** What you should do **
Select all lines in the records that include "below".

** Given information **
<<<<
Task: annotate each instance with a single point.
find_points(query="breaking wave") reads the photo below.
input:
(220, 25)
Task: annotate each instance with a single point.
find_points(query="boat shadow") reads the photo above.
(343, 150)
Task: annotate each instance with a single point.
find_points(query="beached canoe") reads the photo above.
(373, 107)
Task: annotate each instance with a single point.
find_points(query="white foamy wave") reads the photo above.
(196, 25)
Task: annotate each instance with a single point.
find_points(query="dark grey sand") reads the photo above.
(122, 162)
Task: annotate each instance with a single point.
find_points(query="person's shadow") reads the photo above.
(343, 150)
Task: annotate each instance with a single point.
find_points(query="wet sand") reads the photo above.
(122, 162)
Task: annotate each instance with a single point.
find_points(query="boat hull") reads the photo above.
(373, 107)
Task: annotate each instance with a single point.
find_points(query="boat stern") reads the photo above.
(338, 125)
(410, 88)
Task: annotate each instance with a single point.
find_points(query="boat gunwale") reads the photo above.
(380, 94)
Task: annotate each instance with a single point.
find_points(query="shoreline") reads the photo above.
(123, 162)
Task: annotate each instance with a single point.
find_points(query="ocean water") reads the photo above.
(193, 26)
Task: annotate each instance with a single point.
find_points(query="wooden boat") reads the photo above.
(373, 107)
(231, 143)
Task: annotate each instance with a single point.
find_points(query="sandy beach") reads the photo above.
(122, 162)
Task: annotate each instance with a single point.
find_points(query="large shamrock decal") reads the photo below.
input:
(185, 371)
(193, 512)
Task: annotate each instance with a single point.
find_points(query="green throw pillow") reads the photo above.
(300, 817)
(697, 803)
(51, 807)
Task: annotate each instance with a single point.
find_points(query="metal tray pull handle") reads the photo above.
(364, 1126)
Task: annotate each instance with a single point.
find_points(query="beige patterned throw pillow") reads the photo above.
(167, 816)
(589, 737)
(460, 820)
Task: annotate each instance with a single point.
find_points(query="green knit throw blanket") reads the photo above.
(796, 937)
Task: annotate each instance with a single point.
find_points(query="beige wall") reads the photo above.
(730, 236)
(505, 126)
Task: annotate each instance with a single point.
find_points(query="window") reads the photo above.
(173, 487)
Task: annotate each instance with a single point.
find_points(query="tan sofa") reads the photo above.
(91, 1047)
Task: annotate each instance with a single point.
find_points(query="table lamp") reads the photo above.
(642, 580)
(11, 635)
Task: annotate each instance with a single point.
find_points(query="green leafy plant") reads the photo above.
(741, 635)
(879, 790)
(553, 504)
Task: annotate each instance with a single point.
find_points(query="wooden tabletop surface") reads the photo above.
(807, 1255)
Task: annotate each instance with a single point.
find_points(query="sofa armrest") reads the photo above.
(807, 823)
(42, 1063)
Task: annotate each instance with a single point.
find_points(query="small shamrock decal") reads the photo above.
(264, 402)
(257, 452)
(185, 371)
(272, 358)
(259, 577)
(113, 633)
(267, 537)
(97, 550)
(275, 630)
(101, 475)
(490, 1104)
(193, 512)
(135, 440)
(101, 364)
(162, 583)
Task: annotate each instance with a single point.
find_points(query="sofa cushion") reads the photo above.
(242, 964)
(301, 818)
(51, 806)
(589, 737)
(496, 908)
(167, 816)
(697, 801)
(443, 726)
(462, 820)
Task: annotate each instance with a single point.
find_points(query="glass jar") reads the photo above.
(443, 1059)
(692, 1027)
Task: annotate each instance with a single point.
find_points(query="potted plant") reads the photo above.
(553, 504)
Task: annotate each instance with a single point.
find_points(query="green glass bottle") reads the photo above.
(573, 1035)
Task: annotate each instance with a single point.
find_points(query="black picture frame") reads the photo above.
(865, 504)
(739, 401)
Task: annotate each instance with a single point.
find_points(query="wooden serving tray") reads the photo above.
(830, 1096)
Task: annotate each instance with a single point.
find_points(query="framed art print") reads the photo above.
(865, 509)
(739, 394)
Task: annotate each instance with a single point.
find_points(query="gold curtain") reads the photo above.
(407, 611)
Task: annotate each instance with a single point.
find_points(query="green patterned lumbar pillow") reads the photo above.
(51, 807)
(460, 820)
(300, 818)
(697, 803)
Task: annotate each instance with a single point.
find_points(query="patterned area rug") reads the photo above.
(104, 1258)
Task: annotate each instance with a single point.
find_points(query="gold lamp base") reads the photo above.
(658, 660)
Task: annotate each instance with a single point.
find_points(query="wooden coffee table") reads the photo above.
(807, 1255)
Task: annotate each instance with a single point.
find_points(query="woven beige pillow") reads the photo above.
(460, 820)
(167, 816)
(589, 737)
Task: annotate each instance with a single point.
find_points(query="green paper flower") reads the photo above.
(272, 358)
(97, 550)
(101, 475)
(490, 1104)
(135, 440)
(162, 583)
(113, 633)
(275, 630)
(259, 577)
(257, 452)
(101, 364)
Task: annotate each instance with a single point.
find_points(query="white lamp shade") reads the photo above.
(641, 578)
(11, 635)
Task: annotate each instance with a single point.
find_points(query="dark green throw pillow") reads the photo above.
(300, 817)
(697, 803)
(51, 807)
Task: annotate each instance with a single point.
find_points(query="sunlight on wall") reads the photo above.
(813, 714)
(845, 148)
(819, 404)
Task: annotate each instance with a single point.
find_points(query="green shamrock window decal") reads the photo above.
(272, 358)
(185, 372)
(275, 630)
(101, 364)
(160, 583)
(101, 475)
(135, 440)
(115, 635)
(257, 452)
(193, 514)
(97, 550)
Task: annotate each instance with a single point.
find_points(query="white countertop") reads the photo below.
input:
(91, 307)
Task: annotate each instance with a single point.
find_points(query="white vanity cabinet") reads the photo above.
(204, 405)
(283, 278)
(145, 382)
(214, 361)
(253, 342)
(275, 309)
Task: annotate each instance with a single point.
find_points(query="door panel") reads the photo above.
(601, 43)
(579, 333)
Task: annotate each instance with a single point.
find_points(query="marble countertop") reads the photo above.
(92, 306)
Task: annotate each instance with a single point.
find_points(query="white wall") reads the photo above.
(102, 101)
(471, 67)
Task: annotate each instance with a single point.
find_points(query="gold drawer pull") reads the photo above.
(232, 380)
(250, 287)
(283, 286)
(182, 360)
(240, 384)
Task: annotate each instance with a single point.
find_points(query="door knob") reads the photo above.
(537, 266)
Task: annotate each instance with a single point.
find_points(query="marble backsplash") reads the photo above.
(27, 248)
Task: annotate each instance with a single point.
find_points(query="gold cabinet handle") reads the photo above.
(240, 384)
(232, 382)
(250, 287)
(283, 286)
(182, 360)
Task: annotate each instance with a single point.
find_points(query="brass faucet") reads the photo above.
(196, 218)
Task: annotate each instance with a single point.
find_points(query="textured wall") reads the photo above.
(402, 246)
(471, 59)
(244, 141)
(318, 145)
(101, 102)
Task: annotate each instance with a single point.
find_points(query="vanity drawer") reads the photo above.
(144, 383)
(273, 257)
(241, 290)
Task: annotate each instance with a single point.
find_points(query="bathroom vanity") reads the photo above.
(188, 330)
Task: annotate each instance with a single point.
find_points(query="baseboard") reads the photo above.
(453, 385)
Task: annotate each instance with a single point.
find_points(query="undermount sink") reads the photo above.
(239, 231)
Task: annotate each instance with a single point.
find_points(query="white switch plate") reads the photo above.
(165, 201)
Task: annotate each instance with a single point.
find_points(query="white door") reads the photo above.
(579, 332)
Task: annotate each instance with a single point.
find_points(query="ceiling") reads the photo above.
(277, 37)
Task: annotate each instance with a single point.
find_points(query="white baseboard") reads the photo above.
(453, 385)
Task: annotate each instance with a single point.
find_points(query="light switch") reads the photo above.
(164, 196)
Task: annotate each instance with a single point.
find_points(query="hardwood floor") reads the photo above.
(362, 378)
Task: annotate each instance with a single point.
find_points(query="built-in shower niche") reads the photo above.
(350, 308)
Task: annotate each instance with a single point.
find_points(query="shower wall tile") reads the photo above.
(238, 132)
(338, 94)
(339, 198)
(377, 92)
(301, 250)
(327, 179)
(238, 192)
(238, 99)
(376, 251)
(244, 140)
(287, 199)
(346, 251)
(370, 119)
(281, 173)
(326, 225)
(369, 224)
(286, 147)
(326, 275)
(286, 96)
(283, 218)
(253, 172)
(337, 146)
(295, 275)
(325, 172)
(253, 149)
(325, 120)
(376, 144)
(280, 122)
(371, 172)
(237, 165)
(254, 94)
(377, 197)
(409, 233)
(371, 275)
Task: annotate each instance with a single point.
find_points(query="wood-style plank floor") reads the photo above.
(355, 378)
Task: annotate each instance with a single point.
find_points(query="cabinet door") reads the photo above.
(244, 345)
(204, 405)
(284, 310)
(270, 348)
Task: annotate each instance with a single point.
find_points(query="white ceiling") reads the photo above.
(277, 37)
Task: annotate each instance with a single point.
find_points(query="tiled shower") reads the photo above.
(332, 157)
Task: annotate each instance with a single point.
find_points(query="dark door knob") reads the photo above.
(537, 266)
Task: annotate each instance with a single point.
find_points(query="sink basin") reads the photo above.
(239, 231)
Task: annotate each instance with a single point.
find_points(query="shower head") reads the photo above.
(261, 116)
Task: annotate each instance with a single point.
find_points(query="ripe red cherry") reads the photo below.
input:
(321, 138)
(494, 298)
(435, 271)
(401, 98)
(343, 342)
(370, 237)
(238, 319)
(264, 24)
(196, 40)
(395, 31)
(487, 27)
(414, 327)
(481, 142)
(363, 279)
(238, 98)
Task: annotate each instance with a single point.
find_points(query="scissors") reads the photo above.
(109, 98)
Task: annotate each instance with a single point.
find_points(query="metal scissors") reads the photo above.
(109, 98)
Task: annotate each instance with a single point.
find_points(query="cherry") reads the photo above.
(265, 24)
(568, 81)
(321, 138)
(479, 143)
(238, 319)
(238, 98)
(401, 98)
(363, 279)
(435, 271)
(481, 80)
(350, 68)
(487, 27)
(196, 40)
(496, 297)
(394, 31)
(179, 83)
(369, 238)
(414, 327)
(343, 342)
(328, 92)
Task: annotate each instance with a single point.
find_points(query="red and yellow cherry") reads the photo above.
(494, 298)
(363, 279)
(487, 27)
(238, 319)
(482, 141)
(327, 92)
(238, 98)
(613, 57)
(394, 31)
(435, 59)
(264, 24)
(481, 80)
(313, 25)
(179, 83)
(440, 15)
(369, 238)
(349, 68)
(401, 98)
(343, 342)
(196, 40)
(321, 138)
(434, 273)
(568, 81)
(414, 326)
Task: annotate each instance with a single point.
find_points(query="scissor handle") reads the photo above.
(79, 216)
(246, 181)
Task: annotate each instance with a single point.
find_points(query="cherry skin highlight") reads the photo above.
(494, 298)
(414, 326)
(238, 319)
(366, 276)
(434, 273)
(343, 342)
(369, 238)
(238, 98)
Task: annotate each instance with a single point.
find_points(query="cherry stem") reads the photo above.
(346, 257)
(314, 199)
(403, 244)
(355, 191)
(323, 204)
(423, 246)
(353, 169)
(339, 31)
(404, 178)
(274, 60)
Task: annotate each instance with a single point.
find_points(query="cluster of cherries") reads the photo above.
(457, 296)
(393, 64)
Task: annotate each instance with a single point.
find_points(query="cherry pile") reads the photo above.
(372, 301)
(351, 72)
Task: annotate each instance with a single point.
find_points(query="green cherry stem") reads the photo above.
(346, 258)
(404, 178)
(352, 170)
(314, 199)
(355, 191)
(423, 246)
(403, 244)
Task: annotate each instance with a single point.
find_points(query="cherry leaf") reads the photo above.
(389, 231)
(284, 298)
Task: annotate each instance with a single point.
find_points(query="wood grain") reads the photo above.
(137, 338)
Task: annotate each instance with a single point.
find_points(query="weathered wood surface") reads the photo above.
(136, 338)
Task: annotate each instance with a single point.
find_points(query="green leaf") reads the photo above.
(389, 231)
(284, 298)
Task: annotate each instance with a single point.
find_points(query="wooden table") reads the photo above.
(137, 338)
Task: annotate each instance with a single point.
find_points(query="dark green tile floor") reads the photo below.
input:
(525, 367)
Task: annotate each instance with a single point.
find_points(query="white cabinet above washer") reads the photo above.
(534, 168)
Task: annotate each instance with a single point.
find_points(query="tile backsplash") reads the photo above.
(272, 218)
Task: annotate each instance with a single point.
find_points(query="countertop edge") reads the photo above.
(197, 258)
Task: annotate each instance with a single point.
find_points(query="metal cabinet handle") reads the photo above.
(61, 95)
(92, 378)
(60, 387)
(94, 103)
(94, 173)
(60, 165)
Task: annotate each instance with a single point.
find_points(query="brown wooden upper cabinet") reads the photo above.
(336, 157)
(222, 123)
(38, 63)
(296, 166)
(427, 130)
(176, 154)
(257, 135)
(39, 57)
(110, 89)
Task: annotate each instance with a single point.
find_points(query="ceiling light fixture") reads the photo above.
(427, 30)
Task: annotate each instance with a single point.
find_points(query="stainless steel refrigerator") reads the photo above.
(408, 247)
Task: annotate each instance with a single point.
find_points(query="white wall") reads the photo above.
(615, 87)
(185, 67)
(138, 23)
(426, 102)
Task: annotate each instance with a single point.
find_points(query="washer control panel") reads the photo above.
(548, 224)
>>>>
** Task result **
find_points(query="breaking wave") reads the photo below.
find_points(query="large shamrock decal") reads the photo below.
find_points(query="white countertop") reads the photo below.
find_points(query="ripe red cherry") reads the photo below.
find_points(query="dark green tile floor") reads the photo below.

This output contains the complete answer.